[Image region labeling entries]
■ ■ ■ ■ ■ ■ ■
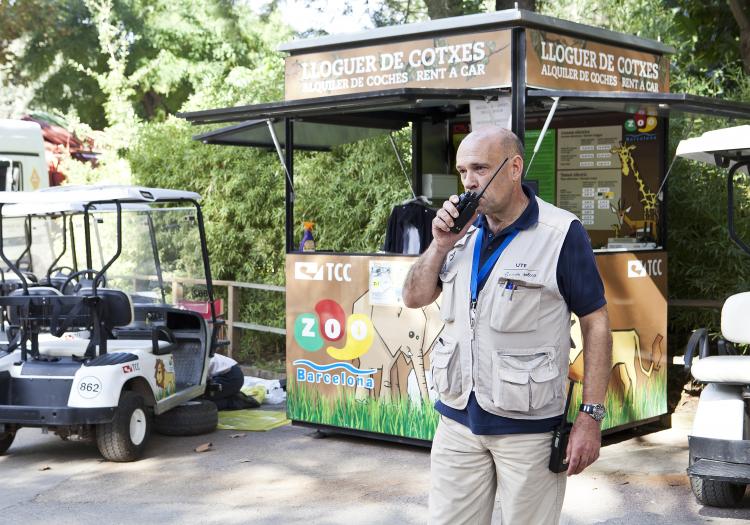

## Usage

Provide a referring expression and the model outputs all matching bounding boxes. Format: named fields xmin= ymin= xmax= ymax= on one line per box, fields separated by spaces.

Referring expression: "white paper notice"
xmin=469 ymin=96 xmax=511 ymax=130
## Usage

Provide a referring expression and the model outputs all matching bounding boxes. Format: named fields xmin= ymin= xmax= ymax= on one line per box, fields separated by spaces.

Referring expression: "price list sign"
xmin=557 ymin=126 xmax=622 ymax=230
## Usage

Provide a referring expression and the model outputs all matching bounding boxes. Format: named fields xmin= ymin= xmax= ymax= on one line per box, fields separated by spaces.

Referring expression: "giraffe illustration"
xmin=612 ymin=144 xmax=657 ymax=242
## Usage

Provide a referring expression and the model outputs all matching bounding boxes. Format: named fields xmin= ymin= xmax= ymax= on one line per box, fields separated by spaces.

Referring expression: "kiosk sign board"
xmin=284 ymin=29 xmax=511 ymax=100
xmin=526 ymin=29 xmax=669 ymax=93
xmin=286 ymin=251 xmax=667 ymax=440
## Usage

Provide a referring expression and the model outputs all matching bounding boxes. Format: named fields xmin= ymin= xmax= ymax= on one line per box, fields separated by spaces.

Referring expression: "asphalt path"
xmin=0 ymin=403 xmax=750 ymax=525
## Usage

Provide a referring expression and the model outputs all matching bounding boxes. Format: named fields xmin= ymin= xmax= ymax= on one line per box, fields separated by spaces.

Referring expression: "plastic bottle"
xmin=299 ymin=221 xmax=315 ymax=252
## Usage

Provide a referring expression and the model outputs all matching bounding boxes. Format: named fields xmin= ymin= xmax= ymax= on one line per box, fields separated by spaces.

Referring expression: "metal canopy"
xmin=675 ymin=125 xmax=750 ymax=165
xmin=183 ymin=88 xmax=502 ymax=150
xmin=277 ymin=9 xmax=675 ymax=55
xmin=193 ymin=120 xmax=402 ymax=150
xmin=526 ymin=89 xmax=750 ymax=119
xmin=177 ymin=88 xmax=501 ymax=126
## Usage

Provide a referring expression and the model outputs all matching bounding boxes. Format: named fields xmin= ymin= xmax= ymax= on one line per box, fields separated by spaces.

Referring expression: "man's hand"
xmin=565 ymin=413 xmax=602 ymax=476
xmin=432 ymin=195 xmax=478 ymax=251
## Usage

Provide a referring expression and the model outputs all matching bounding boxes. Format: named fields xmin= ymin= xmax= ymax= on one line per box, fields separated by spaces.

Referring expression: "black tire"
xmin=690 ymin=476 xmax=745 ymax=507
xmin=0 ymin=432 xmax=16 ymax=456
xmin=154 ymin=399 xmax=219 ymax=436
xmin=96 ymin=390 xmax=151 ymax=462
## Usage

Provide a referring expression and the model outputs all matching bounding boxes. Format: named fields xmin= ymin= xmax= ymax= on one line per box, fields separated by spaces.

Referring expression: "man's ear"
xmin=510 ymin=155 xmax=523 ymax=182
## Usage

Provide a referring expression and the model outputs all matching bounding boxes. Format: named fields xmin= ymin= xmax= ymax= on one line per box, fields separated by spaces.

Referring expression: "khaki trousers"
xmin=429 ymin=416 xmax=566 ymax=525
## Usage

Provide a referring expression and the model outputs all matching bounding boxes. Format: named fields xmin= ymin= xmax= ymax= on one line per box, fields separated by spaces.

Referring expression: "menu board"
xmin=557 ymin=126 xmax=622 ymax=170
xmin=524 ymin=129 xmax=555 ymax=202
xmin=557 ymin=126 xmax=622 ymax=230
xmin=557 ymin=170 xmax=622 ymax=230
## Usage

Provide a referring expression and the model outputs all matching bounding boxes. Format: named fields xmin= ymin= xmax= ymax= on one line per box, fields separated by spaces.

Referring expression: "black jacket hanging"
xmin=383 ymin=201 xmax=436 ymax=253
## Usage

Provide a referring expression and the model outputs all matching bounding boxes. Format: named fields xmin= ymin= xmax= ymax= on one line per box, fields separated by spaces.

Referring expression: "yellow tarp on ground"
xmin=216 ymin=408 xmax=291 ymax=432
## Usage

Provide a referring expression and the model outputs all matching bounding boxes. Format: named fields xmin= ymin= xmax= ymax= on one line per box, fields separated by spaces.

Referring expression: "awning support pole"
■ ■ ■ ■ ■ ■ ■
Locate each line in the rows above that contains the word "board", and copy those lines out in full.

• _Solution_
Referring expression: "kiosk sign board"
Referring expression: "menu board"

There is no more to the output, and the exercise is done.